### Extracted records

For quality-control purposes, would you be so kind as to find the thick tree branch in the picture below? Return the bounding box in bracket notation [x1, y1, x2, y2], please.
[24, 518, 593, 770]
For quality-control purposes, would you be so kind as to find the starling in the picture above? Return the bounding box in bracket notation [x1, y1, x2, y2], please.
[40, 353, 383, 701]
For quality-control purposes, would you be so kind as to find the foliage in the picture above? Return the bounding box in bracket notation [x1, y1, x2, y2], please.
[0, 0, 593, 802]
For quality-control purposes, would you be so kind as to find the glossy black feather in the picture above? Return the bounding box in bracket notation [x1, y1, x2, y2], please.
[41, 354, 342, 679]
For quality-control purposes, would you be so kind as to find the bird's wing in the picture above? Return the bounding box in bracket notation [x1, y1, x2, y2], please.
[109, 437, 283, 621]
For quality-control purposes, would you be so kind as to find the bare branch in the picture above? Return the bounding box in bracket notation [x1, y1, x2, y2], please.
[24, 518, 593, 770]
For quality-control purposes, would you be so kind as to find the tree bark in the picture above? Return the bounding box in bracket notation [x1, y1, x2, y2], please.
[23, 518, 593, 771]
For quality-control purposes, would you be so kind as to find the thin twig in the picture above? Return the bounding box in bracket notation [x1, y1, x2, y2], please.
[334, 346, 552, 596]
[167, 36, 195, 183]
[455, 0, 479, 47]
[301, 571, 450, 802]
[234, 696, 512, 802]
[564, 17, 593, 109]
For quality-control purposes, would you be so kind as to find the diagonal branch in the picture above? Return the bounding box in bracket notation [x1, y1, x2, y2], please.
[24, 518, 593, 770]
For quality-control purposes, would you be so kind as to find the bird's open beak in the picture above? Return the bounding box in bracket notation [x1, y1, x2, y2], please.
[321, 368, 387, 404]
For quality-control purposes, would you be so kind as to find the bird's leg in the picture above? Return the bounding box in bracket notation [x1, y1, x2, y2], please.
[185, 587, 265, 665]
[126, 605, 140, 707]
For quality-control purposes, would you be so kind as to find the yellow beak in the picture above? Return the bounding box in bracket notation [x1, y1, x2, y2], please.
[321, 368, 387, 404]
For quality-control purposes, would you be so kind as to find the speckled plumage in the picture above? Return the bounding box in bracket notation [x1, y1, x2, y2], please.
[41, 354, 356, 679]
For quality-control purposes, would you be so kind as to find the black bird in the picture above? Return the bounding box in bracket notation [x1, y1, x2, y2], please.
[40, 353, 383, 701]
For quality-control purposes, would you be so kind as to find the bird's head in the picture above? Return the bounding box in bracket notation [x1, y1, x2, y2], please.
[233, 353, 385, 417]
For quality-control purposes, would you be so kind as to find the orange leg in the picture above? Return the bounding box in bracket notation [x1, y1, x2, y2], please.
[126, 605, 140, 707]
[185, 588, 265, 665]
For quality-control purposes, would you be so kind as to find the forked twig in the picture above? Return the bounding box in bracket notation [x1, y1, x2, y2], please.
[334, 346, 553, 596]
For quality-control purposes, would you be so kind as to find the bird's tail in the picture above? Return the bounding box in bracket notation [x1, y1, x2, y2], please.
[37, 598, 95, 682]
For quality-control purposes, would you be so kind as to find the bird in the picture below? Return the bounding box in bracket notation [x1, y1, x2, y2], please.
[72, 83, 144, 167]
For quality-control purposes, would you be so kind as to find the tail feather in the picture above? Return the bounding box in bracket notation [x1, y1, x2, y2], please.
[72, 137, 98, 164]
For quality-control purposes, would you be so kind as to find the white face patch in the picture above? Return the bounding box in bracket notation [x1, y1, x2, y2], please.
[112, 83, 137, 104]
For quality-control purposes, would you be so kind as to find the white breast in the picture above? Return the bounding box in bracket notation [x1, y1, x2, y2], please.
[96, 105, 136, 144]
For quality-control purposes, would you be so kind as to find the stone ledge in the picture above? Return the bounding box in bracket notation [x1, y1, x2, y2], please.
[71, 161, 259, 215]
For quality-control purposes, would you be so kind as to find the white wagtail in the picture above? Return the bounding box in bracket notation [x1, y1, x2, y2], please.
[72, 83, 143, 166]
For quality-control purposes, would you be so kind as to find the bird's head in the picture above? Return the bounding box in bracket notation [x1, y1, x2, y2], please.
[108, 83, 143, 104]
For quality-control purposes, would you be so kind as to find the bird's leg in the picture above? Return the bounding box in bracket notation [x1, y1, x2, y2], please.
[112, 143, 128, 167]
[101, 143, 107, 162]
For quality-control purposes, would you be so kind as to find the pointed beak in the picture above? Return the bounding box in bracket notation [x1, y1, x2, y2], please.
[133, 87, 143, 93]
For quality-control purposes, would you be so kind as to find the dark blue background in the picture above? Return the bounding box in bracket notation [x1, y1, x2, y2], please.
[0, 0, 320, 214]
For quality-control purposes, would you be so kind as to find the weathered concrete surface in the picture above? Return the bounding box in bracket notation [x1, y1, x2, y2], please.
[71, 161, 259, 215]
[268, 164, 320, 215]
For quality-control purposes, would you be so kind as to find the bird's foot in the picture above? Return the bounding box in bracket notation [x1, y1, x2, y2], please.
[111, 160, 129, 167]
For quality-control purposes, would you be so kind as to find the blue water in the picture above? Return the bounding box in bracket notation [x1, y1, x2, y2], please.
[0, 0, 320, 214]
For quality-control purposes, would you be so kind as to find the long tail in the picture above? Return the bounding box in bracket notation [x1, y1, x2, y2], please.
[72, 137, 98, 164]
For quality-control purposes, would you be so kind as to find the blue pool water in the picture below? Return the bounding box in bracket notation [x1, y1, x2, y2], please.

######

- **Task brief**
Rescale the material from the line containing "find the long" through the end of the material, both ends included. Write out every one of those lines unchanged except for the bounding-box coordinates given as answers, which should each be multiplied by 0.85 and rounded to whole numbers, with halves rounded up.

- **Exercise response**
For quality-control purposes, would you be so kind as to find the long tail in the picture above? Return the bounding box in bracket notation [x1, y1, x2, y2], please.
[61, 116, 83, 139]
For quality-control purposes, would you be so kind as to find the blue pool water in the picture below? Return the bounding box in bracket notation [x1, y1, x2, y2], please.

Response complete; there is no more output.